START
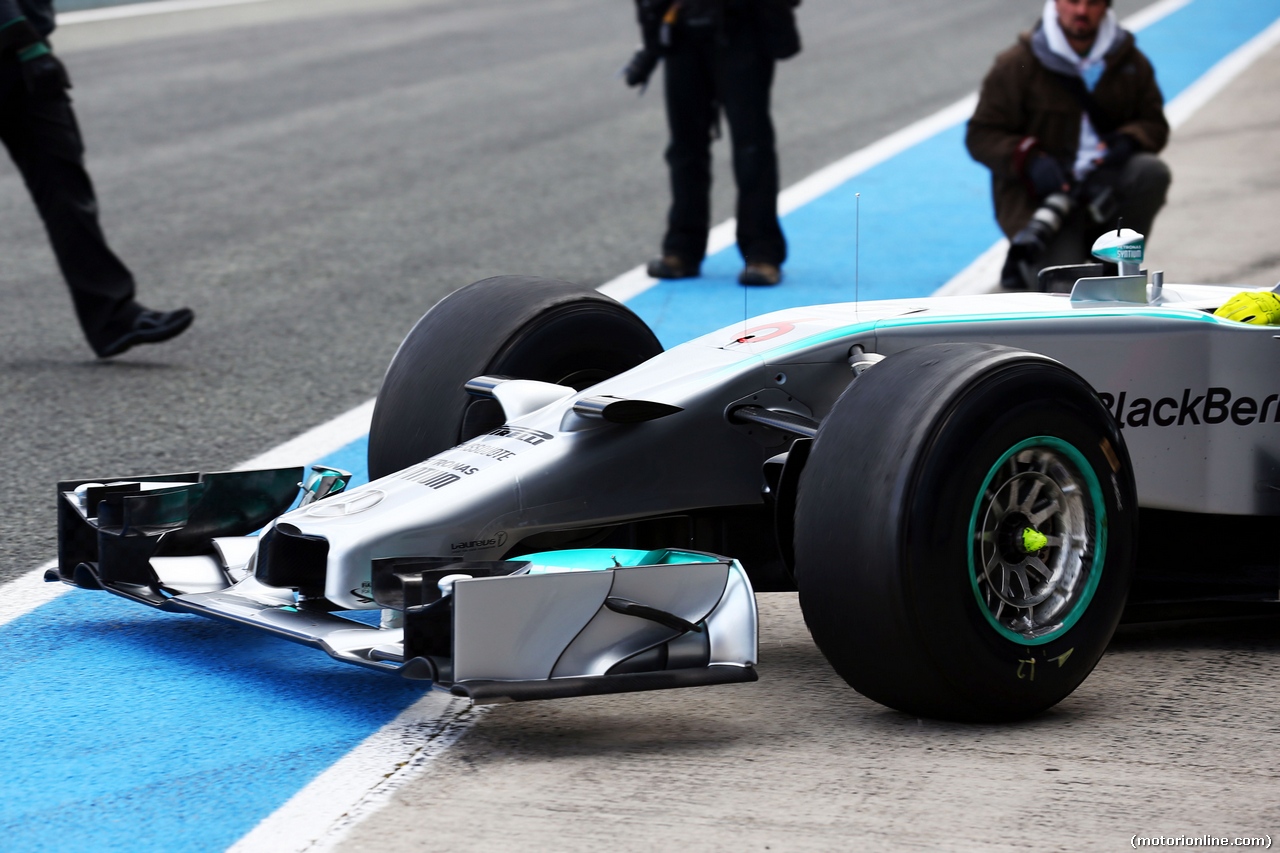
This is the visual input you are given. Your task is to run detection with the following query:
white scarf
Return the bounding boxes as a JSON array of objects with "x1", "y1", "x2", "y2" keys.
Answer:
[{"x1": 1042, "y1": 0, "x2": 1120, "y2": 181}]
END
### TASK BRIEF
Write out the entries above line for line, omitting the pictures.

### FULL OUTPUT
This is the visual input you are given. Your task is to run detection with the following query:
white scarf
Return the bounding boxes as a JSON array of objects with "x1", "y1", "x2", "y2" keys.
Answer:
[{"x1": 1042, "y1": 0, "x2": 1120, "y2": 181}]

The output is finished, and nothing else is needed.